RECORDED INFORMATION
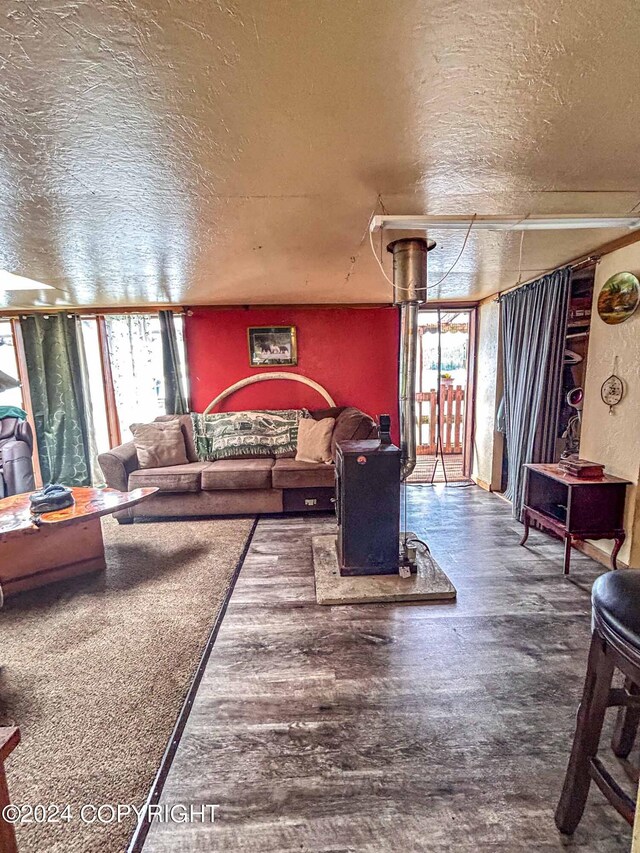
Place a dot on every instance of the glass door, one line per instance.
(445, 339)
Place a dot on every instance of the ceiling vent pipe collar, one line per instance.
(409, 291)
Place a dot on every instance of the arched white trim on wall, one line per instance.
(265, 377)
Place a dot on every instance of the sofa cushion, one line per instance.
(352, 425)
(174, 478)
(248, 434)
(291, 474)
(159, 445)
(186, 425)
(314, 440)
(237, 474)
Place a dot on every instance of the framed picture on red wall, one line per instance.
(272, 345)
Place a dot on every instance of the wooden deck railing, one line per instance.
(451, 419)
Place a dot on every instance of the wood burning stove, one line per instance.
(368, 507)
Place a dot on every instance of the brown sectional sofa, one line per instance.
(232, 486)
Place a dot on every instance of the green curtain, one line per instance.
(175, 398)
(59, 407)
(534, 324)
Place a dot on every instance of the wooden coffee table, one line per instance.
(63, 544)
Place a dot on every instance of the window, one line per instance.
(135, 354)
(91, 341)
(9, 365)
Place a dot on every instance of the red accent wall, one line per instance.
(352, 352)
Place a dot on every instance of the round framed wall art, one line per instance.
(619, 298)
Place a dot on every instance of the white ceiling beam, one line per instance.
(551, 222)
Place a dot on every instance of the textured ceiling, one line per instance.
(202, 151)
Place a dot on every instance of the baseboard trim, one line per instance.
(142, 829)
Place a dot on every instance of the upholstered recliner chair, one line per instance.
(16, 450)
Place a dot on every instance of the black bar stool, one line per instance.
(615, 644)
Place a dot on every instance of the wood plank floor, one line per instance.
(393, 727)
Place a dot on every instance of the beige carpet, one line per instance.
(94, 670)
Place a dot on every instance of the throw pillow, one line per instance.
(237, 435)
(352, 425)
(159, 444)
(187, 432)
(314, 440)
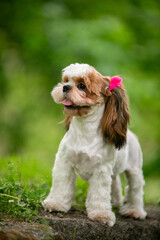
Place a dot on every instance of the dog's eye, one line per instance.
(81, 86)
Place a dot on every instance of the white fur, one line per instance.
(76, 70)
(83, 151)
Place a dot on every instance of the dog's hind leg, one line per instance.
(116, 191)
(133, 204)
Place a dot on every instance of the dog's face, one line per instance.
(82, 87)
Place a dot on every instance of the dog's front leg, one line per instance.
(98, 201)
(63, 184)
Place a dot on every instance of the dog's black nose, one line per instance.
(66, 88)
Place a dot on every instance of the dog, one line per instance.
(97, 145)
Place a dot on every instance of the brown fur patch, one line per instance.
(116, 117)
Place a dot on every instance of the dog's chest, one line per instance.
(87, 153)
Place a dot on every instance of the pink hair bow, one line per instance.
(115, 82)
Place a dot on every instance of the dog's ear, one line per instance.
(116, 117)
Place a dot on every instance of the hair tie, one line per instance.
(115, 82)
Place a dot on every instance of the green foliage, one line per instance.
(37, 40)
(20, 201)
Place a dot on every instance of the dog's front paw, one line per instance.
(133, 212)
(103, 217)
(52, 205)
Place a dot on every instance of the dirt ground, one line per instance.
(75, 226)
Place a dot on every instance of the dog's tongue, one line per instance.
(66, 102)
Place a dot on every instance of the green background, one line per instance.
(38, 39)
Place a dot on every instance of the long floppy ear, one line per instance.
(116, 117)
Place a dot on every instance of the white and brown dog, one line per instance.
(97, 146)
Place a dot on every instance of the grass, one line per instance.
(24, 183)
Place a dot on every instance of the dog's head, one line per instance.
(82, 88)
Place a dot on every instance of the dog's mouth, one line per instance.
(70, 105)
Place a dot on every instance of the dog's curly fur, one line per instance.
(97, 145)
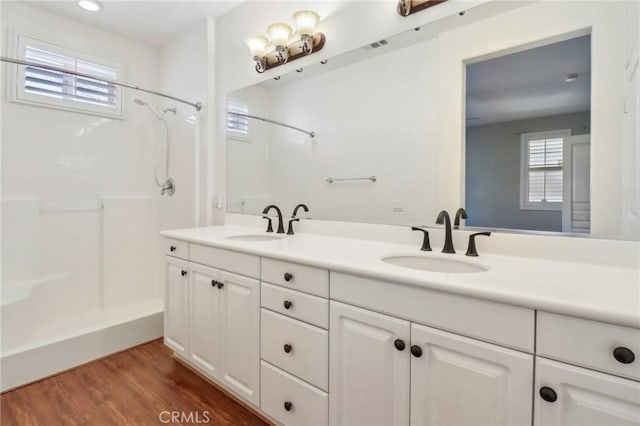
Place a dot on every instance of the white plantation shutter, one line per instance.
(542, 170)
(59, 89)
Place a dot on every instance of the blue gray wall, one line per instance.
(492, 175)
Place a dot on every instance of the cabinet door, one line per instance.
(204, 314)
(176, 305)
(240, 335)
(583, 397)
(459, 381)
(369, 376)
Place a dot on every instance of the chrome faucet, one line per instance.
(461, 213)
(280, 224)
(443, 218)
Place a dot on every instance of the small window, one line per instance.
(237, 125)
(44, 87)
(541, 170)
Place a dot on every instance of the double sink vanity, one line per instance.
(314, 330)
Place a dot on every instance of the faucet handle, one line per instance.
(471, 249)
(269, 226)
(426, 246)
(290, 230)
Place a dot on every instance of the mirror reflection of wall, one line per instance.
(527, 139)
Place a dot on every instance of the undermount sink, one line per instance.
(254, 237)
(433, 264)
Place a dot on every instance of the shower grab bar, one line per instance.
(277, 123)
(331, 180)
(95, 207)
(196, 105)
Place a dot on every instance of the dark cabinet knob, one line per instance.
(548, 394)
(416, 351)
(624, 355)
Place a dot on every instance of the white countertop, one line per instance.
(602, 293)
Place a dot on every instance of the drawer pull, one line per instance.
(624, 355)
(548, 394)
(416, 351)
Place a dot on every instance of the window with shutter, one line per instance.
(541, 170)
(237, 125)
(57, 89)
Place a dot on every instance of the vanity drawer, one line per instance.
(302, 306)
(296, 347)
(506, 325)
(232, 261)
(589, 344)
(308, 404)
(176, 248)
(298, 277)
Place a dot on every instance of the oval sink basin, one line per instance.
(433, 264)
(254, 237)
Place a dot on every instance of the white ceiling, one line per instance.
(530, 83)
(152, 21)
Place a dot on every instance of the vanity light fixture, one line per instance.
(90, 5)
(277, 49)
(408, 7)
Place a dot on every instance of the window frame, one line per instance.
(525, 138)
(234, 134)
(18, 94)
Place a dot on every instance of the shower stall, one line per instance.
(83, 199)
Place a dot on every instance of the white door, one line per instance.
(240, 335)
(583, 397)
(457, 381)
(368, 373)
(576, 180)
(204, 314)
(176, 305)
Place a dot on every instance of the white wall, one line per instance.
(51, 159)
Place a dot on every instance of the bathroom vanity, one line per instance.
(311, 330)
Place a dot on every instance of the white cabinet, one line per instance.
(369, 376)
(375, 360)
(239, 323)
(574, 396)
(460, 381)
(176, 305)
(204, 317)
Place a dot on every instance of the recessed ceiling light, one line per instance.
(90, 5)
(570, 78)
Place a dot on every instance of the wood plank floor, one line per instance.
(128, 388)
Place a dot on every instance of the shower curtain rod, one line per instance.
(197, 105)
(277, 123)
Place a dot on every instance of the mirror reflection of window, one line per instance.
(524, 111)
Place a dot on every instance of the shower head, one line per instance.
(145, 103)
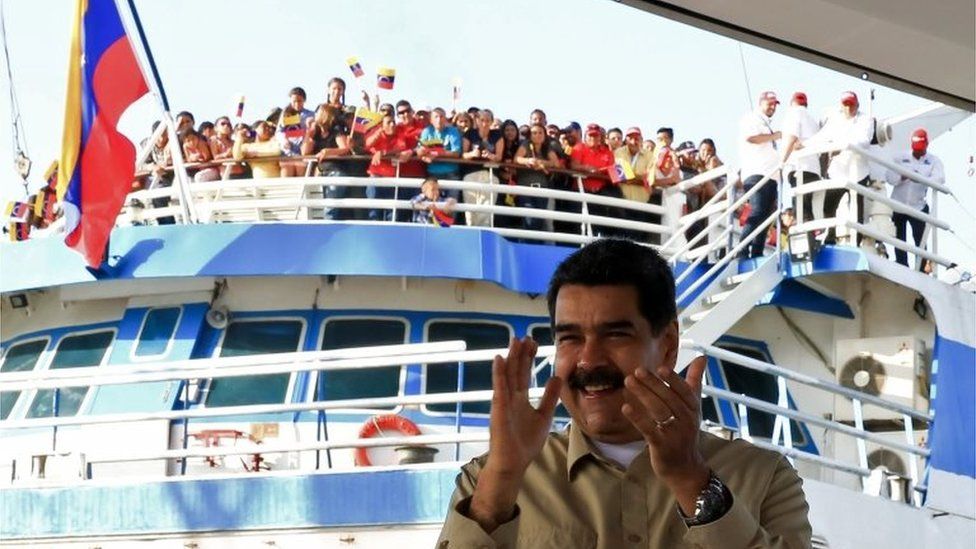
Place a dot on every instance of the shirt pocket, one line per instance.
(545, 536)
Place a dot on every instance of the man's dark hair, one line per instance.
(618, 262)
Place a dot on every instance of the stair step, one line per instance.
(735, 280)
(717, 297)
(697, 317)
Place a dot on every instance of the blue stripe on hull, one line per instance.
(244, 503)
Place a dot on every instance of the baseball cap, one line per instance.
(920, 140)
(848, 98)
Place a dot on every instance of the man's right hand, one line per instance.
(517, 430)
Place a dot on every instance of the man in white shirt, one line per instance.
(849, 127)
(911, 193)
(758, 158)
(799, 126)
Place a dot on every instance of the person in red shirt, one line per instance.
(384, 144)
(595, 157)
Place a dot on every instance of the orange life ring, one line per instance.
(375, 424)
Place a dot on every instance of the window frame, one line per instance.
(292, 377)
(425, 408)
(87, 401)
(169, 343)
(401, 378)
(42, 359)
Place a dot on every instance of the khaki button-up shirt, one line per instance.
(574, 497)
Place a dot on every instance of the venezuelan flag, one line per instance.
(365, 120)
(355, 67)
(384, 78)
(97, 162)
(621, 171)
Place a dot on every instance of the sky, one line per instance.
(583, 60)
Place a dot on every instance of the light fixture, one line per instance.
(18, 301)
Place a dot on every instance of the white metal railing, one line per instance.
(379, 357)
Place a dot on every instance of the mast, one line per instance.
(182, 180)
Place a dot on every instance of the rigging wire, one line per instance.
(18, 134)
(745, 76)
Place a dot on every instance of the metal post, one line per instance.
(155, 84)
(457, 410)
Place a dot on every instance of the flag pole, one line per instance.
(156, 89)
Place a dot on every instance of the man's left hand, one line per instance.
(666, 409)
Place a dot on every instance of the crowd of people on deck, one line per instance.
(461, 145)
(475, 145)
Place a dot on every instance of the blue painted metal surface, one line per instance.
(953, 431)
(244, 503)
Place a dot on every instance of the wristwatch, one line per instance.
(711, 504)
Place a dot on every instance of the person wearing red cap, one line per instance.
(848, 127)
(640, 160)
(799, 126)
(594, 156)
(911, 193)
(758, 158)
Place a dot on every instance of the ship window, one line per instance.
(157, 331)
(762, 386)
(542, 334)
(368, 383)
(75, 351)
(443, 377)
(255, 337)
(20, 358)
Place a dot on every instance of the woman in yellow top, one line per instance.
(263, 147)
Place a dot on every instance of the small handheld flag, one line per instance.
(365, 120)
(240, 107)
(621, 171)
(441, 217)
(355, 67)
(384, 78)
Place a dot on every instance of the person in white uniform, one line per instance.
(758, 158)
(849, 127)
(799, 126)
(912, 193)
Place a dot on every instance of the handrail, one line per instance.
(103, 377)
(745, 241)
(311, 158)
(199, 367)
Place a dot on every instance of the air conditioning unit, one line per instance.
(891, 368)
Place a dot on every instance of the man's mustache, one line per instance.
(603, 375)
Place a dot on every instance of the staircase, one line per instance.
(723, 302)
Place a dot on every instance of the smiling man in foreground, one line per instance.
(633, 469)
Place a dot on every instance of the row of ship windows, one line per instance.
(249, 337)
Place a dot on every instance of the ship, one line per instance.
(257, 374)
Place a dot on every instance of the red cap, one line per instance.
(920, 140)
(768, 96)
(849, 98)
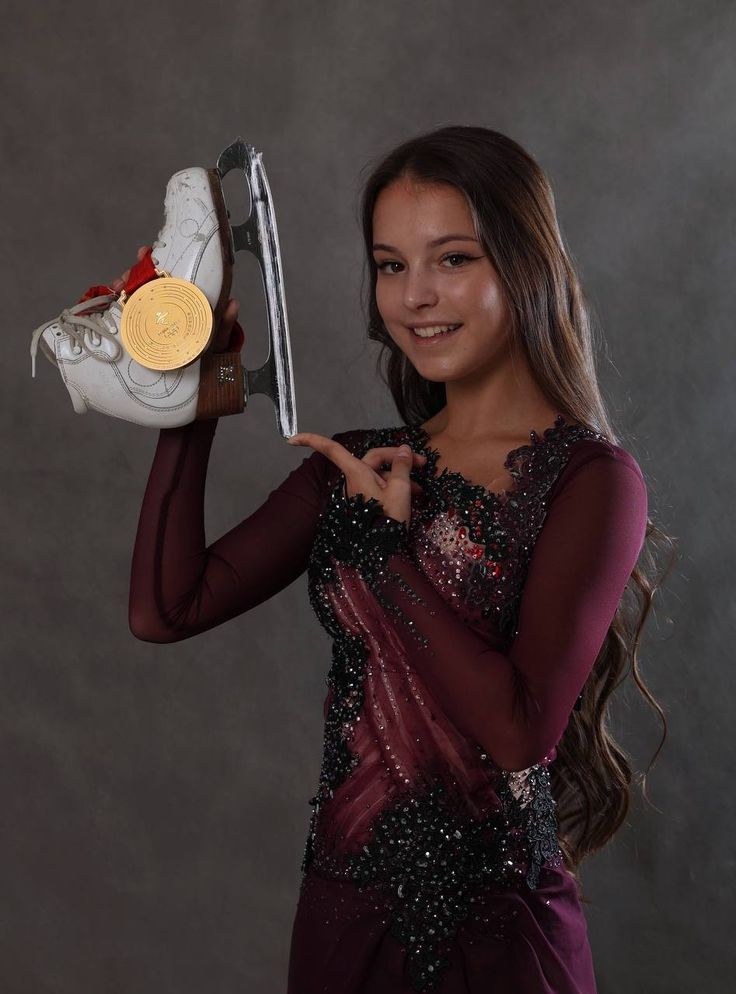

TASK GOAL
Output only the lines that run from the line containing "Place a dot on every instance of the wristwatch, one" to the last line of the data, exactly as they stand and without pictures.

OUTPUT FOR THIS TASK
Place a dot on every instance of the wristwatch, one line per instance.
(711, 504)
Place a dot on every instance of the person wearing red cap, one line per instance.
(848, 127)
(640, 160)
(799, 126)
(594, 156)
(911, 193)
(758, 158)
Place a dot on every instance of the ship window, one line per instance.
(157, 331)
(762, 386)
(542, 334)
(368, 383)
(75, 351)
(443, 377)
(255, 337)
(20, 358)
Place a dot on every instance of the woman in yellow top, one line per instance.
(263, 147)
Place a dot on every instance of the small handheld flag, one line per instance.
(365, 120)
(240, 107)
(621, 171)
(441, 217)
(355, 67)
(384, 78)
Place a dot on every instance of the person in white uniform, one line per instance.
(758, 158)
(849, 127)
(799, 126)
(912, 193)
Place a dot on every instance of the handrail, one line per instance.
(103, 377)
(745, 241)
(311, 158)
(199, 367)
Place a dot on every instance of the air conditioning unit, one line per instance.
(891, 368)
Place a dot on every instance of the man's mustache, one line per instance.
(603, 375)
Place a dot on every instance of the staircase, one line per instance.
(723, 302)
Place a dot on every instance of the smiling man in foreground, one line per instance.
(633, 469)
Place a dot on every instance of the row of ship windows, one line per instance.
(249, 337)
Place a dot on every instance of the ship, one line per instance.
(257, 374)
Place a dot on every instance of the red cap, one line per instance.
(920, 140)
(768, 96)
(849, 98)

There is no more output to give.